**Fragmento mostrado**
———
La oculta batalla de los monstruos

Edición: 
1073
Lectura de la última novela de Ricardo Romero: El conserje y la eternidad

Por F.K.

Romero ha publicado títulos como Historia de Roque Rey, El spleen de los muertos, El síndrome de Rasputín, La habitación del presidente, por solo nombrar algunas de los reconocidos y sin criterio alguno. En las últimas semanas ganó el Primer Premio del Concurso de Letras organizado por el Fondo Nacional de las Artes con su novela Yo soy el invierno.

Pero volvamos a El conserje y la eternidad. A lo largo de los últimos años el monstruo que se ha configurado desde diversas narrativas (cuentos y novelas pero más fuertemente desde el cine y series de tv) es el Estado. Romero lo demuestra cuando elige fechas que recorren épocas oscuras de la historia argentina, donde el monstruo clásico, el vampiro relator, pasa a un segundo plano, cede terreno, se pliega ante el avance del monstruo excesivo. Con la simpleza de llamarse Juan y de trabajar como portero, el vampiro trabaja en oficinas en 1955, en un hotel en 1982, y en un edificio de departamentos en 2001. Lo que sucede más allá de los límites de esos espacios importa poco pero el monstruo del Estado se las arregla para invadir los rincones mínimos de estos lugares transitados por gente que va y que viene, que se acerca y que guarda una distancia con ese conserje que no saben eterno.
———
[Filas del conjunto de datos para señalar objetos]
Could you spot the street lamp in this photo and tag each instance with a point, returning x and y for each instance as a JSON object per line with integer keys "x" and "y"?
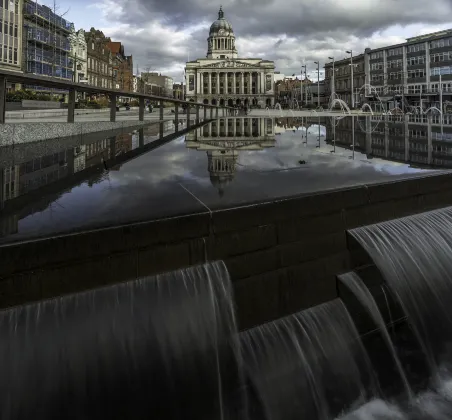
{"x": 332, "y": 80}
{"x": 303, "y": 67}
{"x": 351, "y": 74}
{"x": 318, "y": 82}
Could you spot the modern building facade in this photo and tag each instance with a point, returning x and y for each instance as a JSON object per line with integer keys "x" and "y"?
{"x": 415, "y": 73}
{"x": 100, "y": 59}
{"x": 341, "y": 83}
{"x": 224, "y": 78}
{"x": 413, "y": 70}
{"x": 11, "y": 30}
{"x": 79, "y": 55}
{"x": 46, "y": 45}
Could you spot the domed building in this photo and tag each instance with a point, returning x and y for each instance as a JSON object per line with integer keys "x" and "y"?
{"x": 224, "y": 78}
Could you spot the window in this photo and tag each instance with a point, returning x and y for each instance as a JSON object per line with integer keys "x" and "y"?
{"x": 438, "y": 57}
{"x": 416, "y": 47}
{"x": 395, "y": 51}
{"x": 436, "y": 71}
{"x": 376, "y": 55}
{"x": 377, "y": 66}
{"x": 413, "y": 61}
{"x": 412, "y": 74}
{"x": 394, "y": 64}
{"x": 395, "y": 75}
{"x": 441, "y": 43}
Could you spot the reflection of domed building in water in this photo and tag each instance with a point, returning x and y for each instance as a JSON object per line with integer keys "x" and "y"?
{"x": 224, "y": 139}
{"x": 223, "y": 78}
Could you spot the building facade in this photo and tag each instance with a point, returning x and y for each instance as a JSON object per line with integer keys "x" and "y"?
{"x": 224, "y": 78}
{"x": 79, "y": 55}
{"x": 341, "y": 83}
{"x": 223, "y": 141}
{"x": 99, "y": 59}
{"x": 11, "y": 27}
{"x": 157, "y": 82}
{"x": 413, "y": 70}
{"x": 417, "y": 73}
{"x": 122, "y": 67}
{"x": 46, "y": 46}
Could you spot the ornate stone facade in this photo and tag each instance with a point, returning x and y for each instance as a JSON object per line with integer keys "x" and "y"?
{"x": 223, "y": 78}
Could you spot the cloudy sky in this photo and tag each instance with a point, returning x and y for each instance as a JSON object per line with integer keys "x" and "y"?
{"x": 162, "y": 34}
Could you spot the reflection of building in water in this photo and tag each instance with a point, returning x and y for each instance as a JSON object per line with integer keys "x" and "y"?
{"x": 44, "y": 170}
{"x": 224, "y": 139}
{"x": 79, "y": 158}
{"x": 97, "y": 152}
{"x": 416, "y": 139}
{"x": 123, "y": 143}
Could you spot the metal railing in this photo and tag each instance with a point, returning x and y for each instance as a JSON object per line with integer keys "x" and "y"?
{"x": 72, "y": 88}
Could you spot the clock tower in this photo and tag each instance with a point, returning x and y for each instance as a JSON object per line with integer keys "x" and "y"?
{"x": 221, "y": 41}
———
**Descripción de la tarea**
Edita el texto sobre El conserje y la eternidad desde "La oculta batalla" y hasta "soy el invierno.", sustituyendo "En las últimas semanas" por "En los últimos días". El listado no interviene en nada de esto.

**Resultado de la tarea**
La oculta batalla de los monstruos

Edición: 
1073
Lectura de la última novela de Ricardo Romero: El conserje y la eternidad

Por F.K.

Romero ha publicado títulos como Historia de Roque Rey, El spleen de los muertos, El síndrome de Rasputín, La habitación del presidente, por solo nombrar algunas de los reconocidos y sin criterio alguno. En los últimos días ganó el Primer Premio del Concurso de Letras organizado por el Fondo Nacional de las Artes con su novela Yo soy el invierno.